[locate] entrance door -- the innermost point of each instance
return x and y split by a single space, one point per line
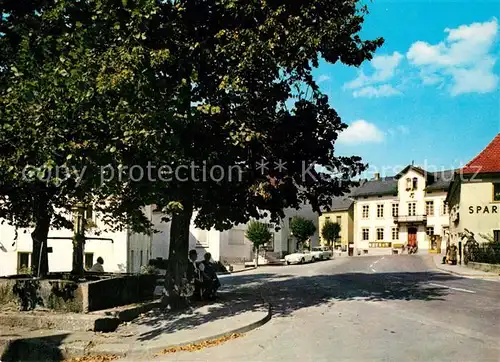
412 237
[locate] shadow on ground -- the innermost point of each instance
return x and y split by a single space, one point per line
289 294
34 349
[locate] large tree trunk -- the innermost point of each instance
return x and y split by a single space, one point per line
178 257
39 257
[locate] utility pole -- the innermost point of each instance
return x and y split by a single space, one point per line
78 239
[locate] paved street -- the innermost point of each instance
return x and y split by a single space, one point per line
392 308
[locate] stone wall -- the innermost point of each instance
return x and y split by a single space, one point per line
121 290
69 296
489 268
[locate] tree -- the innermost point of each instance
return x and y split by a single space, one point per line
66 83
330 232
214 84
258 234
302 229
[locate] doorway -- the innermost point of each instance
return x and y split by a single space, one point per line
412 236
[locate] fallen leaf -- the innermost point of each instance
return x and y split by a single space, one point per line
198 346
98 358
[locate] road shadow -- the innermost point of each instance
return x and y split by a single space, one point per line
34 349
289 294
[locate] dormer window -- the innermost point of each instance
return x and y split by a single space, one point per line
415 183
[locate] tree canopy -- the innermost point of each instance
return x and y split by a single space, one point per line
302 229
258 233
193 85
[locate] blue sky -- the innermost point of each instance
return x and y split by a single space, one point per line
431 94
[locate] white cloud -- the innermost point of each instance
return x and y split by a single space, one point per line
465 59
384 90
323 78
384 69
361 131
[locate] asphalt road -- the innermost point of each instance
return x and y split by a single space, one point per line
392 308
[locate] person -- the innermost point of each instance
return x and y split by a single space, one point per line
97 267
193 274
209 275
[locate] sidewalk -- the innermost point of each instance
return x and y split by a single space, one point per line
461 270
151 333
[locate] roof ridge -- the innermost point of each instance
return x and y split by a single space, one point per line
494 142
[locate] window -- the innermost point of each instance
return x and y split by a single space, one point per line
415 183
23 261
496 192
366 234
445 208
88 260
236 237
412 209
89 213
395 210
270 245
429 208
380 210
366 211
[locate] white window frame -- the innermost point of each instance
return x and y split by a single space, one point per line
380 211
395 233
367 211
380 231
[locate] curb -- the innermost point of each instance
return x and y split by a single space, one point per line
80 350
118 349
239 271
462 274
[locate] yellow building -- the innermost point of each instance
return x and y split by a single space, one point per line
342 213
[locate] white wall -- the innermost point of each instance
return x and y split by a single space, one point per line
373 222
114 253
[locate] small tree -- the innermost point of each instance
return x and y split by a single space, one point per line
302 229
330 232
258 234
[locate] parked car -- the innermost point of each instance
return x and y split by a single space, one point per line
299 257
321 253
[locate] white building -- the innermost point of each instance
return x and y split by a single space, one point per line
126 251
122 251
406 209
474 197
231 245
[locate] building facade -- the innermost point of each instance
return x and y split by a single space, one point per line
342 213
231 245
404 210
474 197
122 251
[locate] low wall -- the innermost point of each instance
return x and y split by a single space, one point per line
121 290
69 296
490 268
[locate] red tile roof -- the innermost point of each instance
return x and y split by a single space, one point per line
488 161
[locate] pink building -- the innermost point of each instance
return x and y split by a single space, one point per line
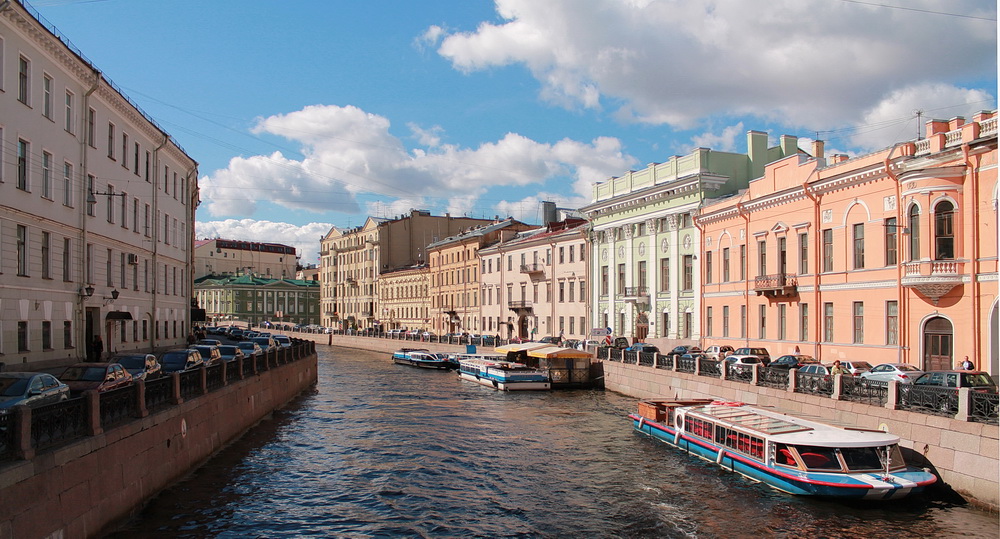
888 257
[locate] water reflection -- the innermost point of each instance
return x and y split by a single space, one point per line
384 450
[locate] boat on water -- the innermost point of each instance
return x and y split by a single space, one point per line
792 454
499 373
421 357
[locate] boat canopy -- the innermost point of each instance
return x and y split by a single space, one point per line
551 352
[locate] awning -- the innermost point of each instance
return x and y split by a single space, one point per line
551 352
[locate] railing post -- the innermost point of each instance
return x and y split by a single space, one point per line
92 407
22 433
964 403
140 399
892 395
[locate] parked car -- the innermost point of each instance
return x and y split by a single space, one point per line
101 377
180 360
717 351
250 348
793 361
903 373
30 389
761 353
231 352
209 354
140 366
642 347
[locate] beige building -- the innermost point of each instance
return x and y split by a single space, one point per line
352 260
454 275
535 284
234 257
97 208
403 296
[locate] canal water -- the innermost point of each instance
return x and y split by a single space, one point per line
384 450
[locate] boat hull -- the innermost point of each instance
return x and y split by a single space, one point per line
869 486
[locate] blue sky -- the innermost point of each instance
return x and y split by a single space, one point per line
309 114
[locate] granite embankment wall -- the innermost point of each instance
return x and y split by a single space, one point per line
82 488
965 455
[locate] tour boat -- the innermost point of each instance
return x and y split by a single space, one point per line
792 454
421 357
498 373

__________

> **What is needed**:
Using the entries above, repeat only the lines from the one containing "[locate] large tree" through the one containing "[locate] paved street", end lines included.

> **Solved exercise**:
[locate] large tree trunk -- the innermost point of each instance
return x and y split by a single space, one point per line
178 257
39 257
[locate] utility pole -- the innermost point of each instance
return x and y split by a single space, one point per line
78 239
[locate] paved street -- the innermost point of each instance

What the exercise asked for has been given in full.